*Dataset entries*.

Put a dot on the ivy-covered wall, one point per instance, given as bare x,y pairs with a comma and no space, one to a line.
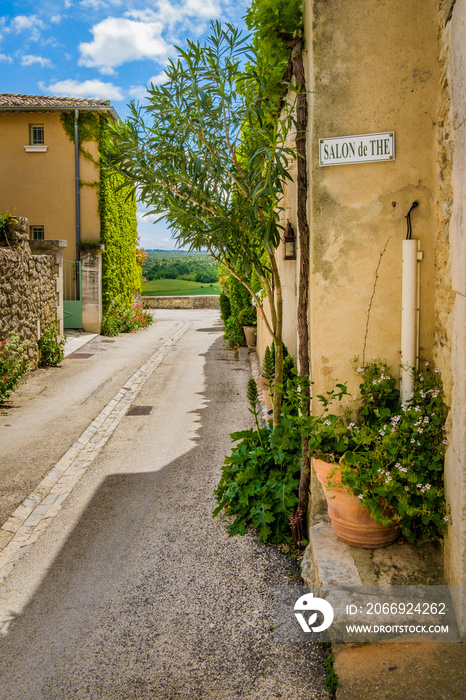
121,274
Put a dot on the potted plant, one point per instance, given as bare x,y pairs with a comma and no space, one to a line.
247,318
386,455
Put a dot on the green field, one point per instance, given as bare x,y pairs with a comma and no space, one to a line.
162,288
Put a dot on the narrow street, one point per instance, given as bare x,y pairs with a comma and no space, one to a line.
132,591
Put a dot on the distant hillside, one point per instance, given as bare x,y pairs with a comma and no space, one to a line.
180,264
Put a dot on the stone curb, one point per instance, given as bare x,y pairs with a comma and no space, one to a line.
32,517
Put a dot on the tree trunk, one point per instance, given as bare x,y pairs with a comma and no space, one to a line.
303,233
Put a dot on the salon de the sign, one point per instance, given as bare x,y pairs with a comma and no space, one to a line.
365,148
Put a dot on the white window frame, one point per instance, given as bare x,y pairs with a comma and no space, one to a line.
38,147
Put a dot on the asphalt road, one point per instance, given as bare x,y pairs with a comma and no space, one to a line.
134,591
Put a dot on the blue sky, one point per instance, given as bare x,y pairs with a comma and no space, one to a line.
105,49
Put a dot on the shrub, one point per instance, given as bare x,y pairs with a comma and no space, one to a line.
123,319
14,364
248,316
225,308
260,479
51,350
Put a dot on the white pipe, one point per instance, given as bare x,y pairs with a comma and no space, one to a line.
409,314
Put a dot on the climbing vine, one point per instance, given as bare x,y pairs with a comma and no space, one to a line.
121,273
279,36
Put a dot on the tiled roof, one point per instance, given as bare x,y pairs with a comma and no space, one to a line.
42,103
10,100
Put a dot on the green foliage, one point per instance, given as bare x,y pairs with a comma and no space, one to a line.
14,364
233,333
260,480
273,21
391,454
178,287
197,267
397,461
248,316
121,318
225,307
331,679
51,350
5,220
121,274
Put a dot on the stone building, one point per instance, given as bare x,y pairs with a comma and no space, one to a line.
387,128
51,175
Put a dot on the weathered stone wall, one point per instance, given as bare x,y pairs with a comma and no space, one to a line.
450,281
208,301
29,297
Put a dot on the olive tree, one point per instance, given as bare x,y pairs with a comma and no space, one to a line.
208,153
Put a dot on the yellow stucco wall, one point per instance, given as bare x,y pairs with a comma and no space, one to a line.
41,186
372,67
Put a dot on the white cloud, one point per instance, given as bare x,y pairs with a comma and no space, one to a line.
30,60
31,24
119,40
140,91
95,89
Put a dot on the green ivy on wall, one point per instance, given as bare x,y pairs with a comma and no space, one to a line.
121,274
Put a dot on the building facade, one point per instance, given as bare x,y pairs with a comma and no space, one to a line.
387,128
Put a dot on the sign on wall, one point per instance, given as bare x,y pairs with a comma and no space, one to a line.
365,148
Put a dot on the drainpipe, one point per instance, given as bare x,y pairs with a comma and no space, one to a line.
410,294
76,176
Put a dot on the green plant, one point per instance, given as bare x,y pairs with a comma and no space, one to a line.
121,318
248,316
5,220
225,307
209,153
233,332
252,395
51,350
121,274
14,364
260,480
391,455
397,460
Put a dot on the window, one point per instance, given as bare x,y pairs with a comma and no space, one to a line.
36,233
36,134
36,139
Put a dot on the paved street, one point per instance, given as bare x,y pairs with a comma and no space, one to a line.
118,584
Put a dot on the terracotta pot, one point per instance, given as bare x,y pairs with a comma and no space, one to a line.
351,521
250,333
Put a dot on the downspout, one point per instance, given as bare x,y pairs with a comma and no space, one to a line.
410,315
77,187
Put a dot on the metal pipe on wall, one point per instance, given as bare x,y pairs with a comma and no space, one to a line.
409,316
76,177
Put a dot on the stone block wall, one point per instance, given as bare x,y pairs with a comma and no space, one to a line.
29,293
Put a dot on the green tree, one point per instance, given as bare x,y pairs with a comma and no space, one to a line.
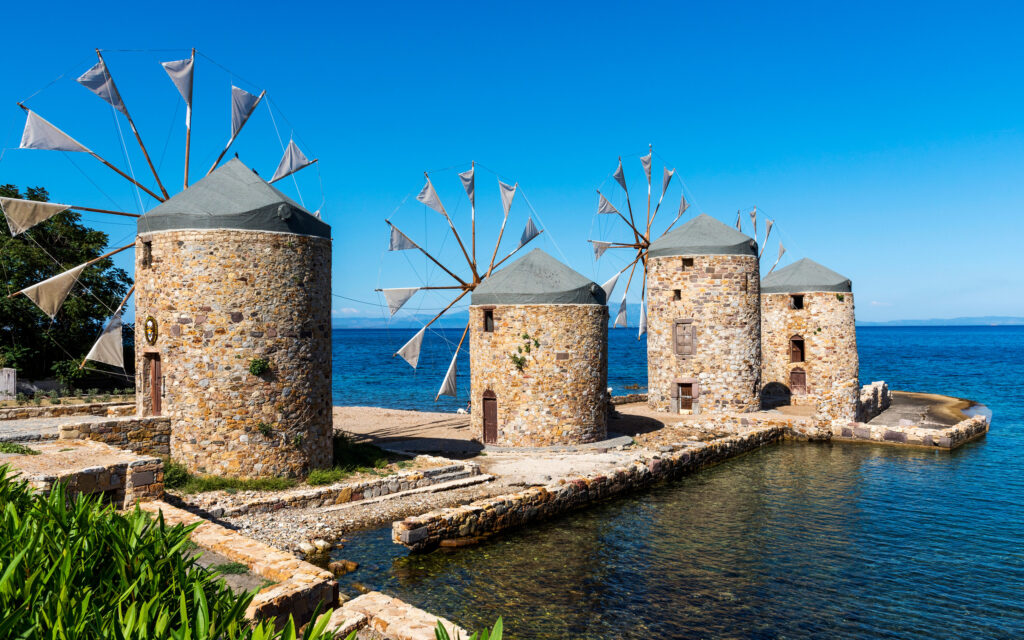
29,340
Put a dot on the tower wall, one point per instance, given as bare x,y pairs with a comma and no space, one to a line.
719,297
560,395
832,369
222,298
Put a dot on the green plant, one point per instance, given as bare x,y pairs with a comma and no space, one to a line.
495,634
14,448
73,567
258,366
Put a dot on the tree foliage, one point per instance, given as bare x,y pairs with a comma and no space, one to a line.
29,340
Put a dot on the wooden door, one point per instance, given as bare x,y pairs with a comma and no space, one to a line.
489,418
155,384
798,381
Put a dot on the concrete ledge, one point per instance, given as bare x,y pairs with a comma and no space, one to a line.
59,411
146,435
539,503
948,438
301,587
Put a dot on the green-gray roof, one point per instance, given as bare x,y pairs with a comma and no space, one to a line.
803,276
232,198
538,279
704,236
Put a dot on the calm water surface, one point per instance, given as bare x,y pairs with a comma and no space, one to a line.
795,541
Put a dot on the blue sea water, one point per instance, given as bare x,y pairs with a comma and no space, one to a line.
794,541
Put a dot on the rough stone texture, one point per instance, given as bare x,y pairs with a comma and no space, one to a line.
151,436
875,398
721,295
947,438
222,298
337,494
60,411
391,617
539,503
830,365
560,396
300,587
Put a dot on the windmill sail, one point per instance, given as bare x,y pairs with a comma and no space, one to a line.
98,81
41,134
109,348
24,214
411,350
449,386
396,298
292,161
49,294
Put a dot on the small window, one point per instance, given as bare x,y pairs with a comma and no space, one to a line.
797,351
684,337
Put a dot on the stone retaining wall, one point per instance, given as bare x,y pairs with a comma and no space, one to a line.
947,438
339,493
540,503
300,587
875,398
151,436
59,411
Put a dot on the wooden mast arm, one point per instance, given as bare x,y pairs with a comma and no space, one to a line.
131,123
432,259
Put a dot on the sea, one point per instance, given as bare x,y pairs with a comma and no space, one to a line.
793,541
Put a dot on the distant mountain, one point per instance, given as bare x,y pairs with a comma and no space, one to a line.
980,321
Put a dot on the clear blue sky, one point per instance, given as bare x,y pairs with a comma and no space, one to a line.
885,140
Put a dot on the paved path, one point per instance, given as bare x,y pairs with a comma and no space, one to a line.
38,428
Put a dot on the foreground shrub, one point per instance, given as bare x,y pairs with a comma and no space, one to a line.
74,568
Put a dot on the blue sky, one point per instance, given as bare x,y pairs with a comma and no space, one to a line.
886,141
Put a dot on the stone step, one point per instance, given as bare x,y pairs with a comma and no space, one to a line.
432,488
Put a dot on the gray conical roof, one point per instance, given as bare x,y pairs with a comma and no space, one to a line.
232,198
704,236
804,275
538,279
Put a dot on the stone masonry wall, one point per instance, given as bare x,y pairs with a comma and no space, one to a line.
560,396
721,295
150,436
826,325
222,298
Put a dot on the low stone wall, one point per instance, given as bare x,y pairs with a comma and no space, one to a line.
150,435
301,587
339,493
947,438
59,411
540,503
875,398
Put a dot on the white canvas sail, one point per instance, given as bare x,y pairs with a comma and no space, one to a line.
603,206
396,298
508,193
49,294
109,348
292,161
429,197
449,386
24,214
399,242
98,81
609,286
411,350
41,134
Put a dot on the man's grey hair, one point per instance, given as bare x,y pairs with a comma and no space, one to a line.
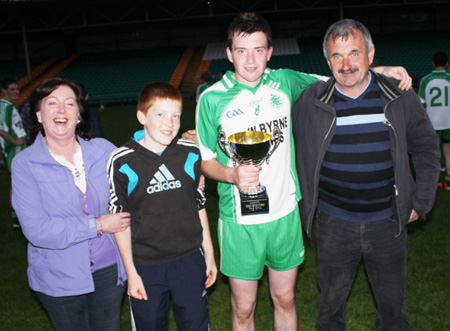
344,28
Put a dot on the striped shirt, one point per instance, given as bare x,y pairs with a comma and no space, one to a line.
357,176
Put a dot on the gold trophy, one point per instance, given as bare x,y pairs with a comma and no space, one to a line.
251,148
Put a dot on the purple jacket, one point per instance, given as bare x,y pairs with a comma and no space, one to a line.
46,201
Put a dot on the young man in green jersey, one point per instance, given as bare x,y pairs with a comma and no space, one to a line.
12,134
434,93
255,98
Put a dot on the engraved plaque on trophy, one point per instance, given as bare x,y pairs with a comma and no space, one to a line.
251,148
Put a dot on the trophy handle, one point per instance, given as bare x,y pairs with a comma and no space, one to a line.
276,139
225,146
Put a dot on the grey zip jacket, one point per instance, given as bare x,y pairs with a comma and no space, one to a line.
411,135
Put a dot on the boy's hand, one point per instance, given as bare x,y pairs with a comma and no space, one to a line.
112,223
136,288
246,176
211,271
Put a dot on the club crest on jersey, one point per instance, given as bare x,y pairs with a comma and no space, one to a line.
234,113
163,180
276,101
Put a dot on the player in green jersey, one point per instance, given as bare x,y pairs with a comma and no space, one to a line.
256,98
434,93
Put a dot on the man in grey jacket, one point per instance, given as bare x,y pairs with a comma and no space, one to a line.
354,135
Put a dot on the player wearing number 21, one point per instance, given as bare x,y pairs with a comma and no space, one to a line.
433,91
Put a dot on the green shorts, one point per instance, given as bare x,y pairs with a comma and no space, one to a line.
246,249
444,135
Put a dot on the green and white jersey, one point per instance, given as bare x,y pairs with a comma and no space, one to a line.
233,107
434,92
10,122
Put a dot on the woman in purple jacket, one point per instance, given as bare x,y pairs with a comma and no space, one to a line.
60,193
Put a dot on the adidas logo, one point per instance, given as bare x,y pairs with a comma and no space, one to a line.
163,181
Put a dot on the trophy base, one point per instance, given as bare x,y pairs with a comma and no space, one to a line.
254,204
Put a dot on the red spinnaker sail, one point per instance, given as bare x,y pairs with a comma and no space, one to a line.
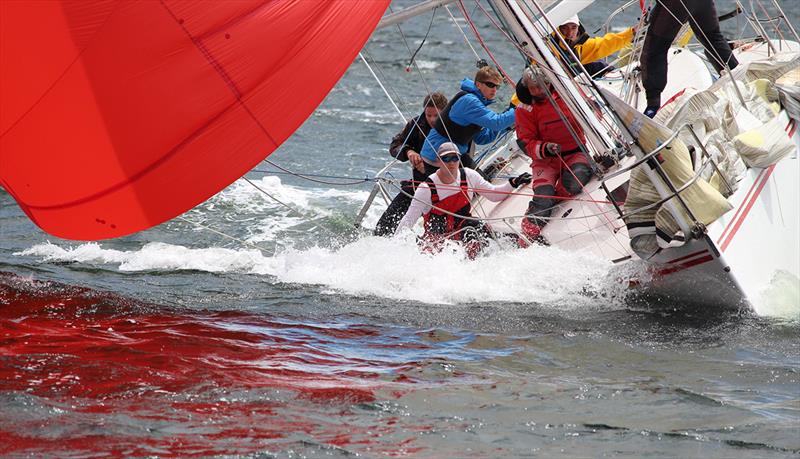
118,115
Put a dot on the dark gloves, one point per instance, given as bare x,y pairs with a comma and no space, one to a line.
521,179
552,149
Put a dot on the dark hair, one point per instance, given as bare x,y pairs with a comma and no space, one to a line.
435,99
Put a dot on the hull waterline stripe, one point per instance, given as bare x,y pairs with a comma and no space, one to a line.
691,255
761,183
682,266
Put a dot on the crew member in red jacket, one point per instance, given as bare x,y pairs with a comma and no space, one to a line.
560,168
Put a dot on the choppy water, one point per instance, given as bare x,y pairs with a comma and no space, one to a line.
179,342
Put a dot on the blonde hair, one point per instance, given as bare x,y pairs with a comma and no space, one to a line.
488,73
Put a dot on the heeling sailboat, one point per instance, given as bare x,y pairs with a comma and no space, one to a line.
117,116
708,230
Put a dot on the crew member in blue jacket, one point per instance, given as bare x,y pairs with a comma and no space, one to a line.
467,118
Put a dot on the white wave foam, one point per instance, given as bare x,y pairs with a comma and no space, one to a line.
361,116
427,65
781,297
388,268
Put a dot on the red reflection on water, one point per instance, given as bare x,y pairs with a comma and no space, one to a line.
83,372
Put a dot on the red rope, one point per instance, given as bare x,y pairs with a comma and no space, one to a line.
516,193
480,39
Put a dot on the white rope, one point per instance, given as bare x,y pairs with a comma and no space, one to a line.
399,112
466,40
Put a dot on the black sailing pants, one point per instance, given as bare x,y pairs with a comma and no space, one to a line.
665,21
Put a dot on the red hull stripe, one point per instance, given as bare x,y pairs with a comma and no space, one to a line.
740,208
761,183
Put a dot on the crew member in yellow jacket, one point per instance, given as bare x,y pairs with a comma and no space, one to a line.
588,49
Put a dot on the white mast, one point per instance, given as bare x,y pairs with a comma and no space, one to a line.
529,36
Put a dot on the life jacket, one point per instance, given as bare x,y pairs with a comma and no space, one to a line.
440,222
452,130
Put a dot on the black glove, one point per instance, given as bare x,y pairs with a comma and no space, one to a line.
552,149
521,179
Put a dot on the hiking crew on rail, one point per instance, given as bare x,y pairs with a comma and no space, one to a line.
467,119
444,202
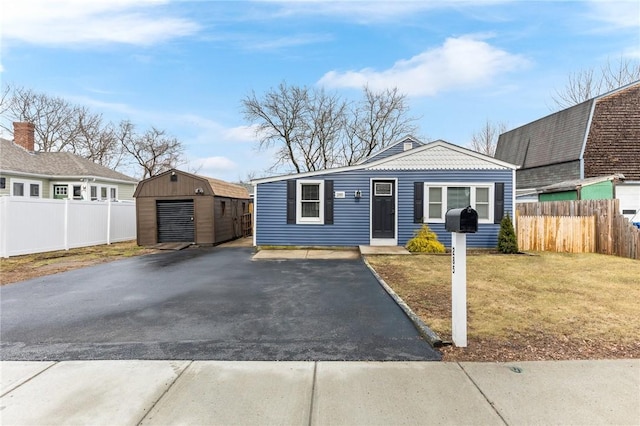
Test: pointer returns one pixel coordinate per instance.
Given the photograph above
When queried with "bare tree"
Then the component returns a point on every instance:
(62, 126)
(311, 129)
(302, 124)
(153, 150)
(53, 117)
(589, 83)
(376, 121)
(485, 140)
(95, 140)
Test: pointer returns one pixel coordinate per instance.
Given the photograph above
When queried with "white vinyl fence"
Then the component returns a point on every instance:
(39, 225)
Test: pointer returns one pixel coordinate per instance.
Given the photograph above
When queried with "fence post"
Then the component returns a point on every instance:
(66, 224)
(5, 223)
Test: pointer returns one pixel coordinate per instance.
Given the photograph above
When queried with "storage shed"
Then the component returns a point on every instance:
(176, 206)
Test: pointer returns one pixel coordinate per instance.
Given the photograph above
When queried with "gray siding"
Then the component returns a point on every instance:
(351, 216)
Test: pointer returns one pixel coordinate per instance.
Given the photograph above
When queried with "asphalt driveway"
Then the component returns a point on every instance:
(208, 304)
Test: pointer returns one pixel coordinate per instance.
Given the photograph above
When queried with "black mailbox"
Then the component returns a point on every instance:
(463, 221)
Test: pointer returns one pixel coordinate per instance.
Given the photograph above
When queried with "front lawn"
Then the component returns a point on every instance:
(521, 307)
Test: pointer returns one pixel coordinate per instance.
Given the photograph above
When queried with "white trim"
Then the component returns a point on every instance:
(383, 241)
(255, 209)
(63, 177)
(472, 199)
(586, 137)
(365, 166)
(309, 220)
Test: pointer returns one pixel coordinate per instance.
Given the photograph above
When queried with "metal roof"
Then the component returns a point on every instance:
(438, 155)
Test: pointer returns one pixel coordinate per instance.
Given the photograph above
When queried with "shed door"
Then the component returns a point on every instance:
(175, 221)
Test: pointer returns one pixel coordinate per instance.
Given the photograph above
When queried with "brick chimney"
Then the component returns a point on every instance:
(24, 135)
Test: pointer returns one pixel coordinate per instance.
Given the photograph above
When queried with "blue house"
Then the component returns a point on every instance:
(384, 199)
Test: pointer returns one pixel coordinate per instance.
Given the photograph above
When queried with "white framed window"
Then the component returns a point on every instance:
(60, 191)
(310, 201)
(440, 197)
(26, 188)
(383, 189)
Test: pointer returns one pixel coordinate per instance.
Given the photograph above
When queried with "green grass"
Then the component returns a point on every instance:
(565, 296)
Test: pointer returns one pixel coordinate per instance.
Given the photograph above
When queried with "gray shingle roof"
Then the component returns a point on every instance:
(14, 158)
(556, 138)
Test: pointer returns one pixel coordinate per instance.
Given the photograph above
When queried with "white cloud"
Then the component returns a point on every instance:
(371, 11)
(616, 14)
(459, 62)
(216, 167)
(82, 22)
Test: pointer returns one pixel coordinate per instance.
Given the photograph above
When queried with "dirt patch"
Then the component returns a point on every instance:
(21, 268)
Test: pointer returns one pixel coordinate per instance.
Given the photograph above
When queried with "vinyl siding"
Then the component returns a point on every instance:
(351, 215)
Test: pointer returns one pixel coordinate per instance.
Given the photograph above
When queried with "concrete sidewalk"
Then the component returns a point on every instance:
(318, 393)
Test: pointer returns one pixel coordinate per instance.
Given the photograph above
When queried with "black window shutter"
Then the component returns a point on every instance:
(498, 204)
(418, 202)
(291, 201)
(328, 202)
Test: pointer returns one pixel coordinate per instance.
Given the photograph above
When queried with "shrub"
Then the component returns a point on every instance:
(425, 241)
(507, 239)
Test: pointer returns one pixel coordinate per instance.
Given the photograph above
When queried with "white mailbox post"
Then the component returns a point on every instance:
(459, 289)
(459, 222)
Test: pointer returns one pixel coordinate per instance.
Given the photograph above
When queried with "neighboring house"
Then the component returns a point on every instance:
(383, 200)
(176, 206)
(599, 137)
(597, 188)
(62, 175)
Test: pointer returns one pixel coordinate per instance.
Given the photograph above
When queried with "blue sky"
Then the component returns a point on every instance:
(184, 66)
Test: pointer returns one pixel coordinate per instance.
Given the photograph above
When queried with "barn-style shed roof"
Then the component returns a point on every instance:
(226, 189)
(188, 184)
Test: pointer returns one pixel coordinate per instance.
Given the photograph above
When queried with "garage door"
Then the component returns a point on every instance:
(175, 221)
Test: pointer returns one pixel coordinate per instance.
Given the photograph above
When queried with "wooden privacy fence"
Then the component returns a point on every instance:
(557, 233)
(612, 233)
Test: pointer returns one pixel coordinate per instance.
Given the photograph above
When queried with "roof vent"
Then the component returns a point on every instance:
(24, 135)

*INSTRUCTIONS FOR THE TASK*.
Search the entries above for lines containing the word "fence", and copy each one.

*ANSWER TO THE EXERCISE*.
When queried with "white vinyl fence"
When queried with "fence post"
When queried with "wooden privacy fence"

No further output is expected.